* [Written request]
In the text about a first online course that made almost no sales, how would you put this sentence into Spanish: "It was a course targeting first-time managers to teach them the basics of leadership and management."?

* [Text]
300 Hours, Zero Sales: Hard Lessons from My First Online Course

My very first online course was an ABSOLUTE failure. 💥

A few years ago I created a Thinkific online course called 7-Day Manager. It was a course targeting first-time managers to teach them the basics of leadership and management.

The thinking behind it was: 

🤔 Hey, I’ve got two decades of leadership experience. I’ve got knowledge that people can benefit from. I know! 💡 I’ll create an online course and I’ll make thousands on my first launch!”

So I proceeded to:

  • Create a course outline

  • Script out each module

  • Recorded videos for most of the modules

  • Created visual aids and graphics

  • Yada, yada, yada…

It was a ton of work. I probably poured over 300 hours into the project.

All of this, while I had a full-time job + some client work to top it all off.

And when it came time to launch the course, crickets.

A big fat donut. Zero sales on Day 1, Day 5, Day 10.

I scraped two sales in total. After hustling by sending out cold outreach emails to people in my network.

* [Given data]
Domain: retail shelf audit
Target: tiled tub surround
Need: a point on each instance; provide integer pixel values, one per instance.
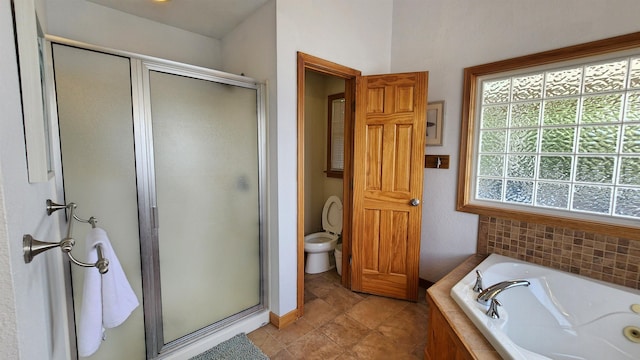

* [Complete answer]
Era un curso dirigido a gerentes primerizos para enseñarles los fundamentos del liderazgo y la gestión.